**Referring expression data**

------------

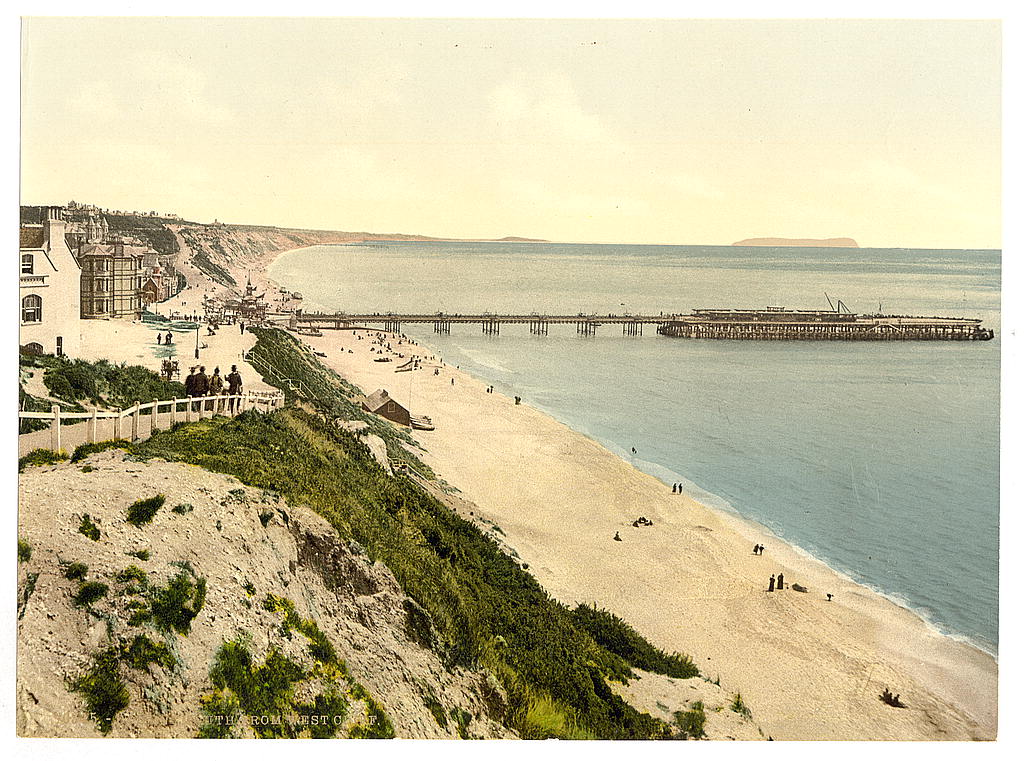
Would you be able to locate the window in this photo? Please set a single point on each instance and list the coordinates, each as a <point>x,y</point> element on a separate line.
<point>32,309</point>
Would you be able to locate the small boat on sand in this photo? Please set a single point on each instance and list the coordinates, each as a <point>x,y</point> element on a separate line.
<point>422,423</point>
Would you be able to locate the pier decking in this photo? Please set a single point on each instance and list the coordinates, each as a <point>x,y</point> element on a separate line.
<point>760,325</point>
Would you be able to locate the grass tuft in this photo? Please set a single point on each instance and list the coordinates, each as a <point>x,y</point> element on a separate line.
<point>140,512</point>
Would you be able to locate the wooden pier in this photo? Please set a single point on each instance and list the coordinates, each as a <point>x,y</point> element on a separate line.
<point>773,324</point>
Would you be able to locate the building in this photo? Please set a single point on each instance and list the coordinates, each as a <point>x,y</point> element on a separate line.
<point>112,280</point>
<point>380,404</point>
<point>50,288</point>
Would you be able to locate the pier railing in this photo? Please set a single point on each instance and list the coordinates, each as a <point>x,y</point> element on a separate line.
<point>139,420</point>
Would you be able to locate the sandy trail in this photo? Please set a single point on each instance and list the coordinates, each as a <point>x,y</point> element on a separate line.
<point>809,668</point>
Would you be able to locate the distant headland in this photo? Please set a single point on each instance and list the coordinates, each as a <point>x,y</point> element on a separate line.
<point>815,242</point>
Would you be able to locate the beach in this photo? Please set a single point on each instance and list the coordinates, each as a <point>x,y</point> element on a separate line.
<point>809,668</point>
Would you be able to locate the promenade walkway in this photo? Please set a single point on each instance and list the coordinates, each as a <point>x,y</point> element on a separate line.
<point>135,423</point>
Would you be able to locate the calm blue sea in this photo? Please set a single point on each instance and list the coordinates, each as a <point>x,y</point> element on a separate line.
<point>881,459</point>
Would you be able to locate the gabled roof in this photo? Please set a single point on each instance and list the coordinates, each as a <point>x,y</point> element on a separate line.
<point>378,398</point>
<point>31,237</point>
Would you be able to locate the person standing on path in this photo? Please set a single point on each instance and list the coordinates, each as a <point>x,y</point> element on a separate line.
<point>216,389</point>
<point>201,388</point>
<point>233,388</point>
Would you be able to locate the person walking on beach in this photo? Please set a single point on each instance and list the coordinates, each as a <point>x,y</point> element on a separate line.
<point>233,388</point>
<point>216,389</point>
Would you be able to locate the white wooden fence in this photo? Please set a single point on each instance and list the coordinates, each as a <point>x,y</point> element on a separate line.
<point>131,422</point>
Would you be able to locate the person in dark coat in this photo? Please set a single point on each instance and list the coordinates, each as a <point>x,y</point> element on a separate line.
<point>233,387</point>
<point>201,387</point>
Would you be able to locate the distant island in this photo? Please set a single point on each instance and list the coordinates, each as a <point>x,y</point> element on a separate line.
<point>817,243</point>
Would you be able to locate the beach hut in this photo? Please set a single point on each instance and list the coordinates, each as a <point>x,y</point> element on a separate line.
<point>380,404</point>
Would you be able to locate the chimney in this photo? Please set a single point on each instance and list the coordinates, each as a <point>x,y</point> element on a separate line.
<point>53,225</point>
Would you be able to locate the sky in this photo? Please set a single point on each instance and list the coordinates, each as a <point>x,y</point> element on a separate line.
<point>605,131</point>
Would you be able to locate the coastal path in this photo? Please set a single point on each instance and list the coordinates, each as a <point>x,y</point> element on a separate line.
<point>135,423</point>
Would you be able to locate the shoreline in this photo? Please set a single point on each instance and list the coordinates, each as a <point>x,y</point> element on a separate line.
<point>838,656</point>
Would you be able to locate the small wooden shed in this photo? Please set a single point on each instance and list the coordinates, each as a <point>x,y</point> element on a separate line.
<point>380,404</point>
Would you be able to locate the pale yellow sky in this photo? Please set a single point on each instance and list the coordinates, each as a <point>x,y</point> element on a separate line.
<point>674,132</point>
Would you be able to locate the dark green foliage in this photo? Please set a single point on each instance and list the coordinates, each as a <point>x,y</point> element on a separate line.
<point>320,646</point>
<point>143,651</point>
<point>614,634</point>
<point>28,403</point>
<point>141,512</point>
<point>76,572</point>
<point>174,606</point>
<point>89,592</point>
<point>41,457</point>
<point>691,722</point>
<point>462,719</point>
<point>89,529</point>
<point>479,606</point>
<point>84,450</point>
<point>101,383</point>
<point>102,688</point>
<point>261,690</point>
<point>283,360</point>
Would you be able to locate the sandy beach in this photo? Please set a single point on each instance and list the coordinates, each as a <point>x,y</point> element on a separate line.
<point>809,668</point>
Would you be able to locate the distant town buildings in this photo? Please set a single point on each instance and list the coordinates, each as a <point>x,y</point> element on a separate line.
<point>75,267</point>
<point>50,288</point>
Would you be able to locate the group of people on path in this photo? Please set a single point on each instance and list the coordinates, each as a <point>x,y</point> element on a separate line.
<point>199,384</point>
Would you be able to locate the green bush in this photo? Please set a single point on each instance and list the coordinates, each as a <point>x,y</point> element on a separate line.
<point>89,592</point>
<point>76,572</point>
<point>89,529</point>
<point>140,512</point>
<point>102,688</point>
<point>611,632</point>
<point>84,450</point>
<point>41,457</point>
<point>174,606</point>
<point>553,671</point>
<point>692,722</point>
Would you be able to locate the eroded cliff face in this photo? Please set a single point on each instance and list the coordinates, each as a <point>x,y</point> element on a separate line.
<point>228,603</point>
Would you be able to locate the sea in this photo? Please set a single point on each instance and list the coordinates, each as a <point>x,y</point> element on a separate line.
<point>881,459</point>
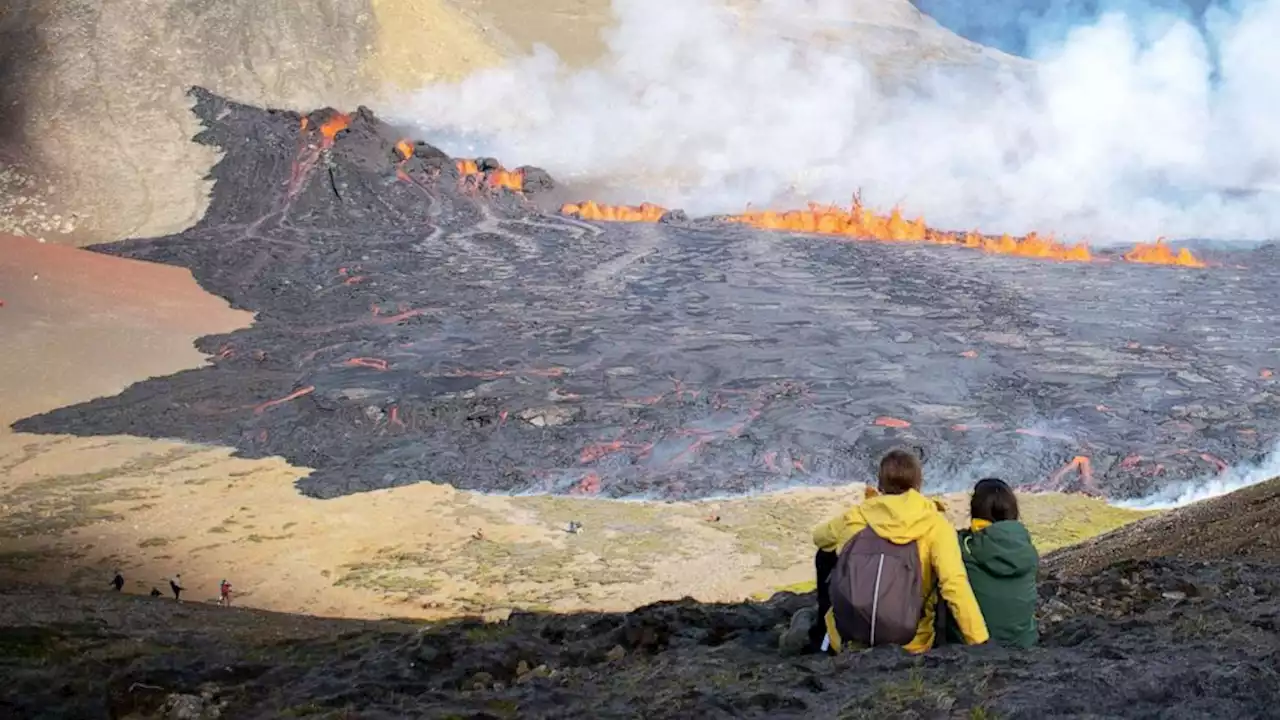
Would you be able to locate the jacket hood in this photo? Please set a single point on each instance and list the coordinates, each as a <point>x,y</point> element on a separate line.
<point>901,518</point>
<point>1004,550</point>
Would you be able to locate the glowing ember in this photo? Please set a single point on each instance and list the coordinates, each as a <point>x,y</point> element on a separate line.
<point>860,223</point>
<point>589,210</point>
<point>1161,254</point>
<point>330,128</point>
<point>499,177</point>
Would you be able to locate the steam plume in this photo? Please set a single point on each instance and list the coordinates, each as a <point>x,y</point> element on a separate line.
<point>1121,131</point>
<point>1232,479</point>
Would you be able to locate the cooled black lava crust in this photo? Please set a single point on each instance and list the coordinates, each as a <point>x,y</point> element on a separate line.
<point>426,329</point>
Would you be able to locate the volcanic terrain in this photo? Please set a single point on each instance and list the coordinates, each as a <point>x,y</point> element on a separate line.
<point>432,319</point>
<point>1132,638</point>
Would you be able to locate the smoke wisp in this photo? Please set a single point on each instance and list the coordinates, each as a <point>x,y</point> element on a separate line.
<point>1120,132</point>
<point>1232,479</point>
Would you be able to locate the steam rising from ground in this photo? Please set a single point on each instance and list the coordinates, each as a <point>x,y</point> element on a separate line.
<point>1120,132</point>
<point>1232,479</point>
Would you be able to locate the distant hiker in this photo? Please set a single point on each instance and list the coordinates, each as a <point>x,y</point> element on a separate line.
<point>882,566</point>
<point>1002,564</point>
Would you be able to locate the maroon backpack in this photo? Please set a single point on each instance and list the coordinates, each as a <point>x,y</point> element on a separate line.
<point>876,591</point>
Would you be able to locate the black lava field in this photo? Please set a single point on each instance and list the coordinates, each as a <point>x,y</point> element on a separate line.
<point>415,324</point>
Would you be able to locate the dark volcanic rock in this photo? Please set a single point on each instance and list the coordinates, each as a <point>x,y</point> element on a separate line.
<point>1137,639</point>
<point>417,326</point>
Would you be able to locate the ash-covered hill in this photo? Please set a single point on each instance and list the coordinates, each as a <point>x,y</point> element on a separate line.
<point>1151,638</point>
<point>1240,525</point>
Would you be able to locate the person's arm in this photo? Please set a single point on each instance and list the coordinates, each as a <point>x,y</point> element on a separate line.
<point>833,533</point>
<point>954,586</point>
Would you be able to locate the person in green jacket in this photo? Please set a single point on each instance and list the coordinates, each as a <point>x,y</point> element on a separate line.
<point>1002,564</point>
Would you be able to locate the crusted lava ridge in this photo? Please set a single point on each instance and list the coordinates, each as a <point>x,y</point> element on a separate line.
<point>416,323</point>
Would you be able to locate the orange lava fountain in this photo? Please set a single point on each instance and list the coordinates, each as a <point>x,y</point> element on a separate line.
<point>501,177</point>
<point>860,223</point>
<point>1160,254</point>
<point>590,210</point>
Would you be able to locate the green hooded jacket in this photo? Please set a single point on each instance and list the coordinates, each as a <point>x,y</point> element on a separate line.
<point>1002,565</point>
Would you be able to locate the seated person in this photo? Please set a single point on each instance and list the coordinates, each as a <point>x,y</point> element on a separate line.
<point>1002,564</point>
<point>881,568</point>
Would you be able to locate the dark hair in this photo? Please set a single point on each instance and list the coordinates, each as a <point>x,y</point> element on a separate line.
<point>993,501</point>
<point>900,472</point>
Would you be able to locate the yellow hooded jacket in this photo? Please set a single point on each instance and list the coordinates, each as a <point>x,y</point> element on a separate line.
<point>901,519</point>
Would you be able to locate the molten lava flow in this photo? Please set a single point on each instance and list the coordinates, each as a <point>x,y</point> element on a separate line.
<point>330,128</point>
<point>589,210</point>
<point>1160,254</point>
<point>858,222</point>
<point>501,177</point>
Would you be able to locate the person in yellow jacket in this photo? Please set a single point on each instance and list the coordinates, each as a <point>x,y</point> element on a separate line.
<point>900,514</point>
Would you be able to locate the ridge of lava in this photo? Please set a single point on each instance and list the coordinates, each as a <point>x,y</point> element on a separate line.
<point>426,318</point>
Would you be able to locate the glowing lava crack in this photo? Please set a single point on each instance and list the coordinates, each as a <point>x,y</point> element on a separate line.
<point>424,318</point>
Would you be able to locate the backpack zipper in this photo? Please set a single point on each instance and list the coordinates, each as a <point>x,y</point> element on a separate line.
<point>876,598</point>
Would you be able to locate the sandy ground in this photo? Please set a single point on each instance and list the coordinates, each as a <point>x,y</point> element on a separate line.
<point>72,510</point>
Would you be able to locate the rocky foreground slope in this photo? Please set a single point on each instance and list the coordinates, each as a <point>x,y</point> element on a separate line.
<point>1139,638</point>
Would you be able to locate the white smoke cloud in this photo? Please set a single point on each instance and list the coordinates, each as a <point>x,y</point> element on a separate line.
<point>1232,479</point>
<point>1116,133</point>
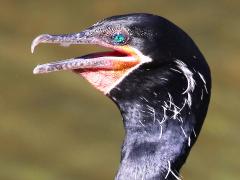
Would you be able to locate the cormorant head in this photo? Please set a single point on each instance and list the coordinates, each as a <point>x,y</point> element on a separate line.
<point>136,40</point>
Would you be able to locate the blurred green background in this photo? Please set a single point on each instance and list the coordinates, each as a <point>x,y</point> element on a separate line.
<point>58,127</point>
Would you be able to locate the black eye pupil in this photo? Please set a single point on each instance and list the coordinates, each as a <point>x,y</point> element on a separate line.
<point>119,38</point>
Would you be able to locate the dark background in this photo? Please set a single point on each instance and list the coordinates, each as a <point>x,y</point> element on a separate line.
<point>58,127</point>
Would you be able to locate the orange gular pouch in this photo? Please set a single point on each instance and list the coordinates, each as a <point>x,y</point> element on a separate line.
<point>116,67</point>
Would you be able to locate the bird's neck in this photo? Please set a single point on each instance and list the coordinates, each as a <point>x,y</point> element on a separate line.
<point>162,120</point>
<point>154,147</point>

------------

Write out again only the lines from the one with "Would you be able to locate the bird's" through the last line of the records above. Keep every word as it stands.

Would you be able to locate the bird's neck in this photo? Please set a single point on each instance and list the coordinates, each as a <point>x,y</point> element on a separate line.
<point>162,120</point>
<point>154,147</point>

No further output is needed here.